» **INSTRUCTIONS FOR THE TASK**
All of the material below is to be retyped exactly.

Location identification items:
(begin)
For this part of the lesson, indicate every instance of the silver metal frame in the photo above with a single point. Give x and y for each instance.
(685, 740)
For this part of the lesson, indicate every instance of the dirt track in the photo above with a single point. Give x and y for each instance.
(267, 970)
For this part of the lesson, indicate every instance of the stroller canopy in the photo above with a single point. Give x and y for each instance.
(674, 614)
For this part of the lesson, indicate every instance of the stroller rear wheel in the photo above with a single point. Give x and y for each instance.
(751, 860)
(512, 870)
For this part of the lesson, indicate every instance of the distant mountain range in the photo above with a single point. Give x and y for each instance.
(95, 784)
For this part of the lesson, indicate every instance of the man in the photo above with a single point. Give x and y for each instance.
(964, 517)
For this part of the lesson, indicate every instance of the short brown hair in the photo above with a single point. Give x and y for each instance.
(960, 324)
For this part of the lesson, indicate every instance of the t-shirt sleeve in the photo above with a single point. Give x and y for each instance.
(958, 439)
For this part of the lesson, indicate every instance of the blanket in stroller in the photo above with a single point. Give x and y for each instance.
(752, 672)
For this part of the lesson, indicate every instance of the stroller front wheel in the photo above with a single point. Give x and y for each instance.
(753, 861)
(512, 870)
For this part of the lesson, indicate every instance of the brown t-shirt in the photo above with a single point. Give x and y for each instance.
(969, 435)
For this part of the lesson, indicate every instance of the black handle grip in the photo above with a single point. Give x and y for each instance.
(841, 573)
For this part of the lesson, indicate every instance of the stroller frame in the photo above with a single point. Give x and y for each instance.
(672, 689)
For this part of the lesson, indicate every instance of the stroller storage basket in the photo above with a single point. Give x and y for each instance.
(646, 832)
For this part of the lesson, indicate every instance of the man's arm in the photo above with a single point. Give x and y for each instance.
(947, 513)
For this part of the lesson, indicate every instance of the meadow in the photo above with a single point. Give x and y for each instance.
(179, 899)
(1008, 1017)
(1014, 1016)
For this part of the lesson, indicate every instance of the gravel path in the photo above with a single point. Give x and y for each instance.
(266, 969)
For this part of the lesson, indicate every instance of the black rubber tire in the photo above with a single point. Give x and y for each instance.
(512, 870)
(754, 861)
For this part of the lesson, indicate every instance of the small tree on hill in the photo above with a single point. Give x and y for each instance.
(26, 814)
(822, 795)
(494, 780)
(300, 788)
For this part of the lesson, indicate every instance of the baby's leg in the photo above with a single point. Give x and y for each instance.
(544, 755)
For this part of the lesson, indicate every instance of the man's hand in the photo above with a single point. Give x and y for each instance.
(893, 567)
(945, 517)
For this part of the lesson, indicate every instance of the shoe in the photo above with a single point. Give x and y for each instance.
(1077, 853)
(end)
» **RESULT OF THIS EXERCISE**
For this part of the lesson, indicate every instance of the silver metal frame in the photo above with a single point. Give x and y for each instance.
(685, 740)
For this part of the lesson, indicate every instance of the dirt track in the photo above with a single point. Give x and y for each instance.
(267, 970)
For this part of the lesson, indicate every instance of the stroller canopy in the photo above with a single point. Give x and y for each instance.
(674, 614)
For this part of the lesson, indicate every instance of the stroller rear wheel in the photo above with a single point. Give x and y for each instance.
(751, 860)
(512, 870)
For this part of the lesson, indicate every instance of the distant mountain range in the photo above with a single point. Give x and y for each instance.
(95, 784)
For this part of the lesson, indicate every instance of the man in the photo above with a single point. Give x and y for each instance.
(964, 517)
For this part of the lesson, indicate every instance of the short brown hair in the photo above with a single point. Give x and y for each instance.
(960, 324)
For this part of the lesson, indicate every instance of the t-shirt sleeve in the photo above with a single point. Give x and y for each instance.
(958, 439)
For this part of the lesson, indicate every instance of the blanket in stroller in the photo above with a single point. Give x and y for each instance.
(752, 672)
For this part of the lesson, indicate every instance of the stroller front wheel in the photo above with a single point. Give x and y for each instance.
(753, 861)
(512, 870)
For this part of the lesson, indicate every instance of the brown t-shirt in the photo above with a single point. Give x and y for each instance.
(969, 435)
For this part of the lesson, indicate every instance of the black handle grip in the photo above with a single point. Give x and y for each instance.
(841, 573)
For this part of the lesson, indicate every instance of the stroller frame in the photo above with a single point. Give x and y for each instance.
(672, 689)
For this part of the lesson, indicate every instance of the stroller storage basket in the photo above with a single point. Give x and y for each instance.
(646, 832)
For this part of the lesson, indicate every instance of the man's arm in the photo above with a single point. Give x and y for each instance.
(947, 513)
For this part of the lesson, indicate every instance of the meadow in the photo above with a single point. Give x and y for each instance.
(179, 899)
(1008, 1017)
(1014, 1016)
For this part of the lesson, indicate every instance of the gravel path in the photo above with a single point. Give x and y for each instance.
(266, 969)
For this part of the lesson, indicate every instance of the black rubber tire in the photo above with a single point. Give x and y for each instance.
(512, 870)
(754, 861)
For this part of the lesson, indicate every instance of the small tree on hill in the photo above with a single point. Give x and y for each instance.
(26, 814)
(822, 795)
(494, 780)
(300, 788)
For this part of the lesson, indicate every instance of the baby's leg in the photo above with a single point. Give x and y for each instance.
(544, 755)
For this part of the lesson, indicate every instance of the man's hand in the photo above with a single point. Give x and y for each instance.
(893, 567)
(945, 517)
For this part of the lesson, indicate every instance of the shoe in the photo above with a single point. Give x and y for each instance.
(1077, 853)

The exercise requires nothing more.